- **WHAT THIS TASK INVOLVES**
Copy all the lines of the data that include the word "pixel".

Saved data entries

==========

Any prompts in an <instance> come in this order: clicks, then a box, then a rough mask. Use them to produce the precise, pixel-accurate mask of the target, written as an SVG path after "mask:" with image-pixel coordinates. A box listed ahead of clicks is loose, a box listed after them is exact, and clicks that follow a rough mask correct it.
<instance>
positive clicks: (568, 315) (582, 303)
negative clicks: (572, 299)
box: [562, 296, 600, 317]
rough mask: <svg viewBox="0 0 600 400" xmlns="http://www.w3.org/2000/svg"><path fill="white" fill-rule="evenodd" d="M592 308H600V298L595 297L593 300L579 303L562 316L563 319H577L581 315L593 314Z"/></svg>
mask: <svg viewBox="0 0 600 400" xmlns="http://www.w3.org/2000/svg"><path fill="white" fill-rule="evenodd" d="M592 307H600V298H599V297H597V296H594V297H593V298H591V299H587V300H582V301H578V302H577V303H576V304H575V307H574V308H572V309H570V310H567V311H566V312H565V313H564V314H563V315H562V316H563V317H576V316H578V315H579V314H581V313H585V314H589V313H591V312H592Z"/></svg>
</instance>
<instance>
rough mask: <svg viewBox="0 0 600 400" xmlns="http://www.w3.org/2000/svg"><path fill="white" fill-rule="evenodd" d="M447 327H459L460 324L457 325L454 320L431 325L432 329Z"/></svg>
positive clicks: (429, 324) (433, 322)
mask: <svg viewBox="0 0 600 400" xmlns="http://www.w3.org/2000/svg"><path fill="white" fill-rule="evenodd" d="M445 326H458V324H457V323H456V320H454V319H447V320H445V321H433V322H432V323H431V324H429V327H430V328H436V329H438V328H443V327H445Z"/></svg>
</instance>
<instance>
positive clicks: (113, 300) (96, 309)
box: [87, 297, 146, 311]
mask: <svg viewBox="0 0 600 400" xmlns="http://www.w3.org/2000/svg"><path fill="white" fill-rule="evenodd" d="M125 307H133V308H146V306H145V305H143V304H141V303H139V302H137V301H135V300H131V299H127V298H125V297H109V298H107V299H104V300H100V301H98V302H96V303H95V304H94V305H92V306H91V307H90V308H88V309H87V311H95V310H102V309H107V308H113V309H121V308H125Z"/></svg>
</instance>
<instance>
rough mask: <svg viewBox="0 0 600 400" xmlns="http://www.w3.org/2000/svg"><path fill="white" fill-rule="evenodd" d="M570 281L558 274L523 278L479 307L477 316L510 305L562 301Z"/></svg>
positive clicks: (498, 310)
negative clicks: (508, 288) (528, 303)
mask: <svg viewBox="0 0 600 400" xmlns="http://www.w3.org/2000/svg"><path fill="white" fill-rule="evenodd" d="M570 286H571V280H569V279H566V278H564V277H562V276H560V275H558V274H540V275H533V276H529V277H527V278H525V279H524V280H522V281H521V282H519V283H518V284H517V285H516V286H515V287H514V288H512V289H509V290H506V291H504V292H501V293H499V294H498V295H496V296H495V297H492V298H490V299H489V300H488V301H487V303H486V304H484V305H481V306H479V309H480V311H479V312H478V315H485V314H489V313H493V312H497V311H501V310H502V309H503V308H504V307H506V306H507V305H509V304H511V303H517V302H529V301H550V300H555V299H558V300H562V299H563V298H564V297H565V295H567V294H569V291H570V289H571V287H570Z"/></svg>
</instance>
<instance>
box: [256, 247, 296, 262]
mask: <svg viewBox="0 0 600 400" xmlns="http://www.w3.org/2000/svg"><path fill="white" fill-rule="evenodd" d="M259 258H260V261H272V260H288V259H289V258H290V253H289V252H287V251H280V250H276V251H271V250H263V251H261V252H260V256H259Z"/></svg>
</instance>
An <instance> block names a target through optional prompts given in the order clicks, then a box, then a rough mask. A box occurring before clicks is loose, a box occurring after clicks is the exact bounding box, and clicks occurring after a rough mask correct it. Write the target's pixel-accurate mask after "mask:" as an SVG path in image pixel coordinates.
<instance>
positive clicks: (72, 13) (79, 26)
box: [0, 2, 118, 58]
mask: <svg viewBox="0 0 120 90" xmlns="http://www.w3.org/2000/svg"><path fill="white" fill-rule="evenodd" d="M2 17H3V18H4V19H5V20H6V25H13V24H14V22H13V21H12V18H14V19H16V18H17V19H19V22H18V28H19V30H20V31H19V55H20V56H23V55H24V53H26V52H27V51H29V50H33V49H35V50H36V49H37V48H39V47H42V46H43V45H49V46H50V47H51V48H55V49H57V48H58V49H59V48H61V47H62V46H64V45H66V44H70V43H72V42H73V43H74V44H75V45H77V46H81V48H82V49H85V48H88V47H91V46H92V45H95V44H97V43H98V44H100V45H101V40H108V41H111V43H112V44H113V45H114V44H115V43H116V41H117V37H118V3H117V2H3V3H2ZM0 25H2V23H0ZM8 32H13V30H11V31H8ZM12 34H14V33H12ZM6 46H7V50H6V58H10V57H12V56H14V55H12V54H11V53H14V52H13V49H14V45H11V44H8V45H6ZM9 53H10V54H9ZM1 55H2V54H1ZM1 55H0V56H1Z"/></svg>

==========

- **YOUR RESPONSE**
Any prompts in an <instance> come in this order: clicks, then a box, then a rough mask. Use them to produce the precise, pixel-accurate mask of the target, written as an SVG path after "mask:" with image-pixel coordinates. A box listed ahead of clicks is loose, a box listed after them is exact, and clicks that follow a rough mask correct it.
An <instance> block names a target through optional prompts given in the order clicks, then a box, then a rough mask. A box occurring before clicks is loose, a box occurring after clicks is the exact bounding box, and clicks occurring after a rough mask correct it. Write the target's pixel-accurate mask after "mask:" as an SVG path in image pixel coordinates.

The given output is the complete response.